Artificial intelligence has moved beyond hype to become a fundamental business necessity, and the real competitive edge now lies in AI agents and AI workers – systems that can independently handle complex, end-to-end tasks, said Olivier Klein, chief technologist at Amazon Web Services.
Speaking at the Macquarie Asia Conference 2026 on Tuesday, Klein said many organizations are still operating with basic co-pilot-style AI tools, where humans direct every step. However, companies still relying solely on AI assistants risk falling behind as the technology matures into fully agentic workflows.
Inside the Amazon fulfillment center, a highly automated warehouse, Klein noted that AI-powered robotics and agents handle picking, stowing, and logistics, an example of moving from passive AI assistants to proactive AI workers that autonomously own and execute tasks.
He explained that through Model Context Protocol (MCP), a Bluetooth for AI, and related tools, AI can operate browsers, execute code, or interface directly with applications. This allows organizations to overlay intelligence onto virtually any existing system, whether through Application Programming Interface or user interfaces.
But as models grow larger and more power-hungry, concerns about sustainability and cost arise, where training a single popular large language model can consume as much electricity as streaming Netflix continuously for 15 years, Klein said.
To address this issue, Klein said Amazon has invested heavily in custom chips that are approximately 60 percent more energy-efficient than comparable Intel chips, lowering customer costs and reducing carbon emissions. Its graviton processors for general workloads and trainium chips for AI training and inference deliver substantial gains.
Klein highlighted that Amazon adds more of its own chips to its data centers every day than the combined shipments of major competitors.
"If we were to spin up the chip business alone, it would be a US$20 billion (HK$156 billion) business by now, just in the chips," he said.
He noted that scaling AI requires massive investment in energy, data centers, and compute. While acknowledging the financial hurdle, he said Amazon is addressing this through renewable energy projects, efficiency optimizations, and long-term planning, including potential small nuclear reactors.
Klein emphasized that governance and security cannot be compromised. AWS's Amazon Bedrock allows customers to select from various foundation models, such as Anthropic, OpenAI, Google, and Meta, without lock-in, while keeping operations protected within the AWS environment with robust controls.
Amazon combines AI with advanced simulation, including Nvidia's Omniverse, to train robots safely and efficiently, he added, from specialized fulfillment robots to selective use of humanoid robots, citing that AI is transforming physical workflows.

══════

▶ **Task details**: Quote the article on AI agents word for word, starting at "Speaking at the" and ending at "fully agentic workflows.". The data has nothing to do with the article on AI agents.

▶ **Data below**:

══════

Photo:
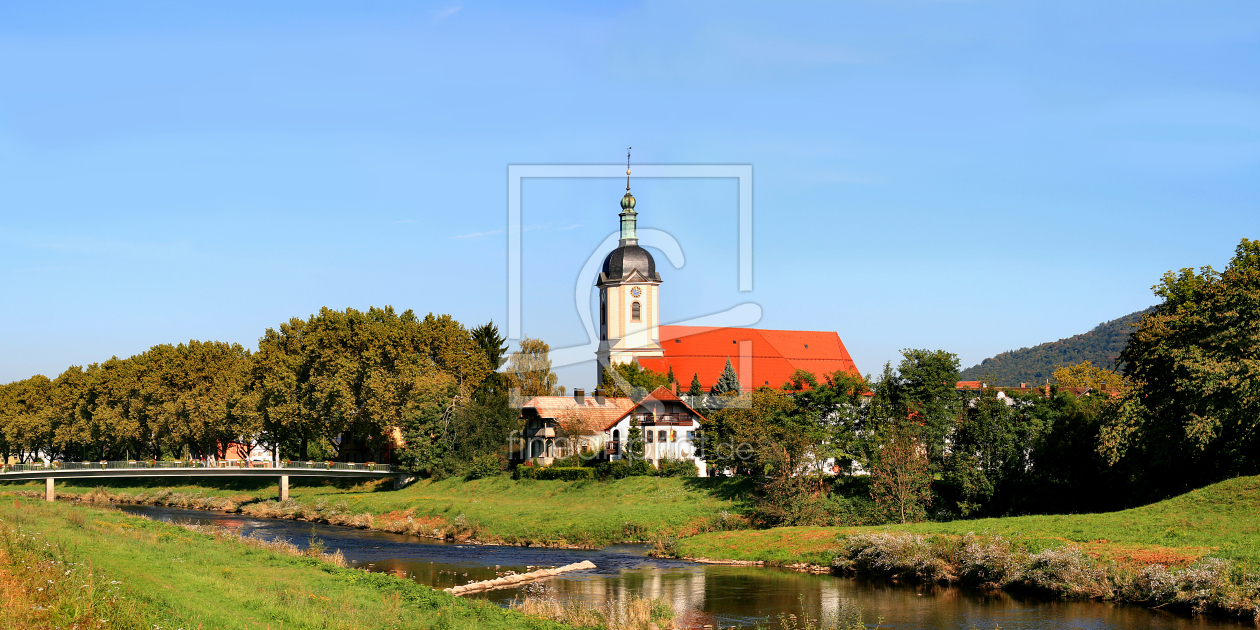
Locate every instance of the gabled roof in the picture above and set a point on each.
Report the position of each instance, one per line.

══════

▶ **Result of the exercise**:
Speaking at the Macquarie Asia Conference 2026 on Tuesday, Klein said many organizations are still operating with basic co-pilot-style AI tools, where humans direct every step. However, companies still relying solely on AI assistants risk falling behind as the technology matures into fully agentic workflows.